# Work item
Please copy the data shown below, word for word.

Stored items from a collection
+ + + + + + +

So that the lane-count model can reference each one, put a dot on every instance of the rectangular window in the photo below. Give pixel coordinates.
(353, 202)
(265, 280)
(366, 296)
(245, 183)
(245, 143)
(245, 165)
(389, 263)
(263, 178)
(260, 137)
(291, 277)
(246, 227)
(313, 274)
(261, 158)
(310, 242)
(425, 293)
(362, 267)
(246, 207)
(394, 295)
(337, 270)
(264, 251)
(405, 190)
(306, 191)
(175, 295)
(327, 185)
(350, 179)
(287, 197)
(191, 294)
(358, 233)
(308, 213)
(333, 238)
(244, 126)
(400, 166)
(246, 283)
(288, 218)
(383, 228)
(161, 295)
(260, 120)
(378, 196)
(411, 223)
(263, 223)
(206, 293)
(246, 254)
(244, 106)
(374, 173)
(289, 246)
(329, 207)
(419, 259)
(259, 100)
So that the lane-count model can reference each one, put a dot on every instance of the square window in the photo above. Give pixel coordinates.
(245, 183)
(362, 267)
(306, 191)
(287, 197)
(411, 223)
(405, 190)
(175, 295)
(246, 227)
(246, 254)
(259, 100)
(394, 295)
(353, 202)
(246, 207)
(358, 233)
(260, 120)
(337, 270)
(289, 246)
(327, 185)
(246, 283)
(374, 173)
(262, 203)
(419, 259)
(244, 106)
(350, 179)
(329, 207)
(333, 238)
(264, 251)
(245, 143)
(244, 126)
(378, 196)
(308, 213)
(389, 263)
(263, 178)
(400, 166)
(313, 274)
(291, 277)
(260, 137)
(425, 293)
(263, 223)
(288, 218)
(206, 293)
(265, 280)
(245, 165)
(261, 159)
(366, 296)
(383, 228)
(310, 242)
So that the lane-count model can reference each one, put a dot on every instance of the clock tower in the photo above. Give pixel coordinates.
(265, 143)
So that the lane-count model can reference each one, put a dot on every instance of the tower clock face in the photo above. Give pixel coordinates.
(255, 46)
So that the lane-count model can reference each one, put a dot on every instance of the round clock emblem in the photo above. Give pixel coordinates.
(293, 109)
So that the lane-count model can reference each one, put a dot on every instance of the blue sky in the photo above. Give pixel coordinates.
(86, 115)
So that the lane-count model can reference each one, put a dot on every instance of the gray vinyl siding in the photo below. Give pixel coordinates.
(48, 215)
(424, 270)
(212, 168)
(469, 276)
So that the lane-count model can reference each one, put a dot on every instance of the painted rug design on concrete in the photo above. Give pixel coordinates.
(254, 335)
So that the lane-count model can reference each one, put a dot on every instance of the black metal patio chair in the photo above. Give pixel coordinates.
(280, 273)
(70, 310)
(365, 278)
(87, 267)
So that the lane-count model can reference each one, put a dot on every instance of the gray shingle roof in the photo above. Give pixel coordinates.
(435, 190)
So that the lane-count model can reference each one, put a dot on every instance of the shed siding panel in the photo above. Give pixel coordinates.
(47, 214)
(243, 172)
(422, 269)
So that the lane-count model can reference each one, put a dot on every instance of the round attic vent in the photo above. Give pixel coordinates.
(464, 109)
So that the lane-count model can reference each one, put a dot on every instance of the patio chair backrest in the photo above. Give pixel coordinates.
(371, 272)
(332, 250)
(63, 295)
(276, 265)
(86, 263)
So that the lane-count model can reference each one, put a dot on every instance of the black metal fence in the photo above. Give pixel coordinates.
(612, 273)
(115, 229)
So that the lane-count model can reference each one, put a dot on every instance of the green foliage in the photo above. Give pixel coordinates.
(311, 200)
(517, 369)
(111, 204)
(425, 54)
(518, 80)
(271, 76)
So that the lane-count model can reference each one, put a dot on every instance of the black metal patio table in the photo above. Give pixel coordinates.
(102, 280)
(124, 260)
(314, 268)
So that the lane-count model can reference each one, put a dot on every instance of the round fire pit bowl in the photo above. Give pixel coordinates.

+ + + + + + +

# Answer box
So that the lane-count model can reference each one, put a dot on every instance of the rectangular window in the photo below. Give pixel coordinates.
(353, 202)
(265, 280)
(366, 296)
(245, 183)
(245, 143)
(245, 165)
(389, 263)
(263, 178)
(260, 137)
(291, 277)
(246, 227)
(313, 274)
(261, 158)
(310, 242)
(425, 293)
(362, 267)
(246, 207)
(394, 295)
(337, 270)
(264, 251)
(405, 190)
(306, 191)
(175, 295)
(327, 185)
(350, 179)
(287, 197)
(191, 294)
(358, 233)
(308, 213)
(333, 238)
(244, 126)
(400, 166)
(246, 283)
(288, 218)
(383, 228)
(161, 295)
(260, 120)
(378, 196)
(411, 223)
(263, 223)
(206, 293)
(246, 254)
(244, 106)
(374, 173)
(289, 246)
(329, 207)
(419, 259)
(259, 100)
So that the lane-count model can reference each one, put a dot on every instance of the square window in the photo above. Give pixel coordinates.
(245, 183)
(362, 267)
(306, 191)
(287, 197)
(411, 223)
(405, 190)
(175, 295)
(246, 227)
(246, 254)
(259, 100)
(394, 295)
(353, 202)
(246, 207)
(358, 233)
(260, 120)
(337, 270)
(289, 246)
(327, 185)
(246, 283)
(374, 173)
(262, 203)
(419, 259)
(244, 106)
(350, 179)
(329, 207)
(333, 238)
(264, 251)
(245, 143)
(244, 126)
(378, 196)
(308, 213)
(389, 263)
(263, 178)
(400, 166)
(313, 274)
(291, 277)
(260, 137)
(425, 293)
(263, 223)
(288, 218)
(206, 293)
(265, 280)
(245, 165)
(261, 159)
(366, 296)
(383, 228)
(310, 242)
So that the lane-count model can reference each one, put a dot on every instance of the clock tower in the photo above. Give pixel coordinates.
(265, 143)
So that the lane-count model can reference each one, put a dot on every instance of the tower clock face in the photo above. Give pixel coordinates.
(255, 46)
So that the lane-count model can reference each one, put a dot on every instance of the round clock emblem in the photo above. Give pixel coordinates.
(293, 109)
So that the lane-count model can reference each one, put a dot on every instance of the blue sky in the photo above. Give pixel coordinates.
(86, 115)
So that the lane-count model can reference each one, put a dot on every instance of the gray vinyl siding in the photo below. Give pixel coordinates.
(48, 215)
(424, 270)
(212, 168)
(469, 276)
So that the lane-count model can reference each one, put a dot on every instance of the painted rug design on concrete in the photo above. Give pixel coordinates.
(254, 335)
So that the lane-count model can reference each one, put a dot on every instance of the black metal patio chair in the photo above. Give pixel coordinates.
(280, 273)
(70, 310)
(365, 278)
(87, 267)
So that the lane-count model can reference each one, put a dot on every instance of the gray shingle roof in the photo above. Give pixel coordinates.
(435, 190)
So that the lane-count model can reference each one, put a dot on every instance of the shed siding panel in the photo above. Give pixel coordinates.
(47, 214)
(243, 172)
(422, 269)
So that the lane-count model can reference each one, put a dot on every instance of the round attic vent in the photo above. Give pixel coordinates.
(464, 109)
So that the lane-count model can reference each one, put a dot on every instance of the patio chair backrest in the photo above. Give pixel coordinates.
(371, 272)
(332, 250)
(63, 295)
(276, 265)
(86, 263)
So that the lane-count model can reference each one, put a dot on every instance of the black metal fence in the photo above. Give pixel coordinates.
(612, 273)
(115, 229)
So that the lane-count model can reference each one, put a dot on every instance of the green foliage in the photo above. Give pixel coordinates.
(311, 200)
(517, 369)
(111, 204)
(425, 54)
(518, 80)
(271, 76)
So that the lane-count model can reference each one, put a dot on every instance of the black metal patio table in the photo above. Give pixel coordinates.
(102, 280)
(124, 260)
(314, 268)
So that the lane-count model can reference each one, put a dot on every instance of the round fire pit bowl in the photo above. Give pixel coordinates.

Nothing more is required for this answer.